BEGIN QUOTED TEXT
# Chainlink Fencing



## trainhound (Jan 29, 2008)

Hi, I was just given 300' of heavy duty 5' tall fencing, I'm planning on building three 20' x 20' pens for my 9 goats one for my Nubian Buck another for my 3 whethers and the last for my 5 does. First off should I make any adjustments for these living arrangements? I was thinking of maybe 10 x 20 for the Buck or would even 10 x 10 be ok? the whithers are meat goats, should their pen be smaller?

Also, a couple real important questions, How far should the post be apart and what would I need to do to keep the buck from getting out? should I place electric fencing along the top and inside perimiter?

Thanks

Ed.


----------



## Ivy (Aug 9, 2008)

They wont be getting out of chain link, unless they jump 5 feet.
I never have had one jump that high over a fence.
I use chain link for our quarantine area for any new goats brought in.

The rest we use field fencing and pallet fencing.

Pallet fencing is buck proof, escape proof and breeding proof.
Goats can sometimes breed through fencing but not wooden pallet fencing with the lats close together and the double thickness. Our bucks and does share a pallet fence in between them so we don't have accidental breedings but the does will go to flirt through the fence, calling and flicking those tails, and thats how we know they are coming into heat.
Then they go to the love hut...a small pen with a small shelter for just the honeymoon.

As for space....meat is muscle, and muscle forms from exercise.
Our main buck is in a pen 20X40, we are planning on expanding it.
The bigger the better.
And ramps for climbing helps grow that muscle.

My 4 does are in a area about 45x70.

The smallest pen we have is the Angoras, 2 does in a 20X30 foot pen.

All my goat get out to pastures during the day.
If they didnt, their pens would be even bigger.


----------



## sparks879 (Oct 17, 2007)

I had an alpin doe that easily made it over a five foot chain link fence, she would jump as high as she could and then use it like a ladder to get herself out. I would make your doe pen bigger, each goat should have one hundred square feet. thats not much space for a bunch of does. 
posts should be eight feet apart.
beth


----------



## goathappy (Oct 5, 2007)

I agree with Beth, you will need bigger pens for more goats. Right now, I have 2 bucks and 5 medium sized wethers in a 40x65 yard and I never build a pen smaller than 20x30 for 2-3 goats.


----------



## capriola-nd (Jul 6, 2008)

This is so crazy but we have a five month old NIGERIAN buck that jumps our five-foot fencing. We've never had one of our mini-goats be able to do this but he can. We're in the process of fixing this. . . . 

We have about 150x150 pen for our does (10-12 mini-goats) this goes down a hill so they have even more exercise. They are let out on pasture everyday too. Our bucks (2 mini bucks) have 50x50 also on a hill, so more exercise. I think your doe pen should be bigger. Like sparks879 said, 100 square feet per goat.

The more toys to play on the better, to build/maintain good muscle and keep them occupied.  

Electric wire around the top would be good. I like the idea of wood pallet fencing for the bucks - that's a really great idea, may have to use that one myself.


----------



## trainhound (Jan 29, 2008)

Thanks for the replies. I'm going to make my pens larger, but I'm a little confused, many here say to have 100 square feet per goat, do you realize that that is only 10' x 10' ? :?
END QUOTED TEXT
BEGIN SUPPLIED MATERIAL
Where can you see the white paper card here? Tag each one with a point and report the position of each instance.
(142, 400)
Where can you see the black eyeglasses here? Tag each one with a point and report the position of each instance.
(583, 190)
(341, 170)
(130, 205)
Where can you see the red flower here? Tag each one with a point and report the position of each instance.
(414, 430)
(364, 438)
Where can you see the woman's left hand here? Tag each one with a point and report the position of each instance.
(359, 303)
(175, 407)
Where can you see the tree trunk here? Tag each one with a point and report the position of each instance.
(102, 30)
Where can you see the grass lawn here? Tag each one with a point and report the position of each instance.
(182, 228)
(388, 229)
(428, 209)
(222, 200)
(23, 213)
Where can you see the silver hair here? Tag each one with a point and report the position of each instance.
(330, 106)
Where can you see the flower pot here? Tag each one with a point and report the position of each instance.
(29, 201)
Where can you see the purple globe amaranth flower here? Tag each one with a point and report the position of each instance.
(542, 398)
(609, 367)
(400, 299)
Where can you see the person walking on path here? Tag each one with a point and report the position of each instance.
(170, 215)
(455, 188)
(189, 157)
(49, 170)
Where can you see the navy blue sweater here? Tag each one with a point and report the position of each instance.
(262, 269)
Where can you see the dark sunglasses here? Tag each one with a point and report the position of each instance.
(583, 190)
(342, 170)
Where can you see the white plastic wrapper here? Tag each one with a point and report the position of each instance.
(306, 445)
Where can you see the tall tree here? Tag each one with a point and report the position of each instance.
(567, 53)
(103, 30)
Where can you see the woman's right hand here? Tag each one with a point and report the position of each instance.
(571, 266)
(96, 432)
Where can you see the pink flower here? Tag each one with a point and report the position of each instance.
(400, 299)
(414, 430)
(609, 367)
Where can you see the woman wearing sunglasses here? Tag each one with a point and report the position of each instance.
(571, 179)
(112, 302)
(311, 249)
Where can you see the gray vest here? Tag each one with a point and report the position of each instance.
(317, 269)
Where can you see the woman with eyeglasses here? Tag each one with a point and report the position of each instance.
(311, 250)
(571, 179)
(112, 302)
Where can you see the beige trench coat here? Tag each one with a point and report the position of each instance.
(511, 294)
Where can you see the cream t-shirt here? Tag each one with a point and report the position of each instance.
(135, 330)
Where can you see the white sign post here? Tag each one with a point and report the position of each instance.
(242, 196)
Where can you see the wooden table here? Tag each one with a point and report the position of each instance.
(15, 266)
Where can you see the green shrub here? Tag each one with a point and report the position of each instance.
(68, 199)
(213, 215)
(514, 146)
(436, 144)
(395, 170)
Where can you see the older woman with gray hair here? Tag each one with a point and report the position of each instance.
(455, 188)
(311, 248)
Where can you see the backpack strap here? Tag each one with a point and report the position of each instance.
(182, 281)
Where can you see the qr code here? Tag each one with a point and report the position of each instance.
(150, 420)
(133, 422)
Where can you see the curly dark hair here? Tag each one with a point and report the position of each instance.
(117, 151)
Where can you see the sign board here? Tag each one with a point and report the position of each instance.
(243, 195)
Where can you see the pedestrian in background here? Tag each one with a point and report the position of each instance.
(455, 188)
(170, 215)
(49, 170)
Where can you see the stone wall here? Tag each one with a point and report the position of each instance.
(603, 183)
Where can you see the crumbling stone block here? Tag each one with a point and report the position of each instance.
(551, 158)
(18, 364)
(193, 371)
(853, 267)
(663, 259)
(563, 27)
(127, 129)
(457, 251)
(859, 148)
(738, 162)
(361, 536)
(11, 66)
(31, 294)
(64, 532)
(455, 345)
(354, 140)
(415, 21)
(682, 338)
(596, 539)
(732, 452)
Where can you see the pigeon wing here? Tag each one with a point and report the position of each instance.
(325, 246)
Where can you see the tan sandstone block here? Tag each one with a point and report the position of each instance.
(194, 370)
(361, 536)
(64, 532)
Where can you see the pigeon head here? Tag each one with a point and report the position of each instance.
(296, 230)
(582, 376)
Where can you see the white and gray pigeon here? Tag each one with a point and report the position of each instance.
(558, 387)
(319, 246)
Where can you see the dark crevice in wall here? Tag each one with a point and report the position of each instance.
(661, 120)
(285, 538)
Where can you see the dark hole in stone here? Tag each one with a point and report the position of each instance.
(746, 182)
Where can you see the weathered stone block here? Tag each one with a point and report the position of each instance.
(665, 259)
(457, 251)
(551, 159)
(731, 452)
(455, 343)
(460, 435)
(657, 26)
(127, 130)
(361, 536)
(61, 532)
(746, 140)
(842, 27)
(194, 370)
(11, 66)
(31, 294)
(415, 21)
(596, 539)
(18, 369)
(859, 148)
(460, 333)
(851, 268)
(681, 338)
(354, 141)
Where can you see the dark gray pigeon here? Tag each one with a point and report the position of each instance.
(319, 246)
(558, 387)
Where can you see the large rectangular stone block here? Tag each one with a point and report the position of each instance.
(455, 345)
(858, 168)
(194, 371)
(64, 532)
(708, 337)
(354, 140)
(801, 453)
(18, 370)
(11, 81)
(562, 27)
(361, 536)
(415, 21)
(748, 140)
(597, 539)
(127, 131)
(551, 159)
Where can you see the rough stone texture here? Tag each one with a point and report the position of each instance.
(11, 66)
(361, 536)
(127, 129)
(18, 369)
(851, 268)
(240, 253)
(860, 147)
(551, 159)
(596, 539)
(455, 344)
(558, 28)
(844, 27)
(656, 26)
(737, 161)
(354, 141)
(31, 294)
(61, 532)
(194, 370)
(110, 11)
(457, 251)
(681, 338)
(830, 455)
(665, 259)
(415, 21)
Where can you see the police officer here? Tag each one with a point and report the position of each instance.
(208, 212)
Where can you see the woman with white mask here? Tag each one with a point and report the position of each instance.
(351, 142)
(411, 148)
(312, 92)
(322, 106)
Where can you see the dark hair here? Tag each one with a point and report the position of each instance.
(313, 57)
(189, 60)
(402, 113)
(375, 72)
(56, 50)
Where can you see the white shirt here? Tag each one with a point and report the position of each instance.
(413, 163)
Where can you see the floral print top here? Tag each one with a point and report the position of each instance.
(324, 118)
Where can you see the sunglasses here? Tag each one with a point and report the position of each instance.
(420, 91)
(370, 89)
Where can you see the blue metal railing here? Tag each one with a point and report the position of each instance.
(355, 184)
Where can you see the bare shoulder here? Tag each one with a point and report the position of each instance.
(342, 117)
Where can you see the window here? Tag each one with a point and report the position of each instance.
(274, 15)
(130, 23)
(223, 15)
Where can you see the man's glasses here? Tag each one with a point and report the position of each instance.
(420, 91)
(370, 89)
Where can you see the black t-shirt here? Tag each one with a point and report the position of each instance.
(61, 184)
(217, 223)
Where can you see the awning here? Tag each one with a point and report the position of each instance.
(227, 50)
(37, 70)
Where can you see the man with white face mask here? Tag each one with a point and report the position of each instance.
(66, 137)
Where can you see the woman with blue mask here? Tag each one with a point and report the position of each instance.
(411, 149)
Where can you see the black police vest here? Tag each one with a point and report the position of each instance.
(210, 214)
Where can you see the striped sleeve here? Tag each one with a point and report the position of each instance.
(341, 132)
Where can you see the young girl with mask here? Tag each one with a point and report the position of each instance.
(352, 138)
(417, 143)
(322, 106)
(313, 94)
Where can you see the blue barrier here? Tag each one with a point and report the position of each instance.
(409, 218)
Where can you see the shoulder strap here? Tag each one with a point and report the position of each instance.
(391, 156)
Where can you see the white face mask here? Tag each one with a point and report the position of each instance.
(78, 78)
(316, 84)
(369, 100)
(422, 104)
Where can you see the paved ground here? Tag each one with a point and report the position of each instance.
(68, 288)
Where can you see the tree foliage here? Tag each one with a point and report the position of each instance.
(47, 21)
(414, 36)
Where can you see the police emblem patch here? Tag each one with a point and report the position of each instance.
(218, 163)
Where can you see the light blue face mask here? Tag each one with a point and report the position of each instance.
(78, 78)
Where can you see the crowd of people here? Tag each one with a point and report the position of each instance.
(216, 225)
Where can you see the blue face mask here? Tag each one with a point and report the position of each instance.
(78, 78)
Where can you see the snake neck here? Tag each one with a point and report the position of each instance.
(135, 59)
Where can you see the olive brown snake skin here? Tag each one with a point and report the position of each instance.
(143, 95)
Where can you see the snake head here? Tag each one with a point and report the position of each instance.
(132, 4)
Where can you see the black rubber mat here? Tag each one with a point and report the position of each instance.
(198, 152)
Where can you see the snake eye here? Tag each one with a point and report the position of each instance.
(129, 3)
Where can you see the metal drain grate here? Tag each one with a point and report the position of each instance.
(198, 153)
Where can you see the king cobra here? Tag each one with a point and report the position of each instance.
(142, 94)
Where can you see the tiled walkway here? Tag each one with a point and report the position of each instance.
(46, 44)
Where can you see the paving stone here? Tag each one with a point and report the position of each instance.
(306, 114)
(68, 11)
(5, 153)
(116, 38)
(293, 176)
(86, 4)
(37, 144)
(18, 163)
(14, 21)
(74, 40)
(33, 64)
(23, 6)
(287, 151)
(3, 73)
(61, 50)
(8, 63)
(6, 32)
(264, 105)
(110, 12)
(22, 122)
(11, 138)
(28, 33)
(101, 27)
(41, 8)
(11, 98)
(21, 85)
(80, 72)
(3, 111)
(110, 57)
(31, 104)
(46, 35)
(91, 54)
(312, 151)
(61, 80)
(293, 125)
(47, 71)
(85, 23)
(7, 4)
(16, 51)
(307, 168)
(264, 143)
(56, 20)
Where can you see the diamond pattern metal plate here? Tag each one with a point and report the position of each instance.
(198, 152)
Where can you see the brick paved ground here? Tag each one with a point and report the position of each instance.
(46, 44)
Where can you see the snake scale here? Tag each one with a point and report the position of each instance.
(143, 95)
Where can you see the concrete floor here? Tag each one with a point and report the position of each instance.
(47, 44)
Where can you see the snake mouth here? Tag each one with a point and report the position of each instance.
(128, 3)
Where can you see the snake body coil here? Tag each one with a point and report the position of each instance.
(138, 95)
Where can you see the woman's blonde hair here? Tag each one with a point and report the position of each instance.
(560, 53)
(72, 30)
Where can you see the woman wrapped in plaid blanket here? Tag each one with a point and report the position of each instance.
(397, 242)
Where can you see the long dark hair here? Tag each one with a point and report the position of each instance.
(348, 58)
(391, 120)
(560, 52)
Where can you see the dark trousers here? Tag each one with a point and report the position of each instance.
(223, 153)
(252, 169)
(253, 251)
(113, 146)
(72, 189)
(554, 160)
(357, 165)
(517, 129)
END SUPPLIED MATERIAL
WHAT THIS TASK INVOLVES
In the chainlink fencing thread, how far apart does one reply say the posts should be set?

COMPLETE OUTPUT
Eight feet apart.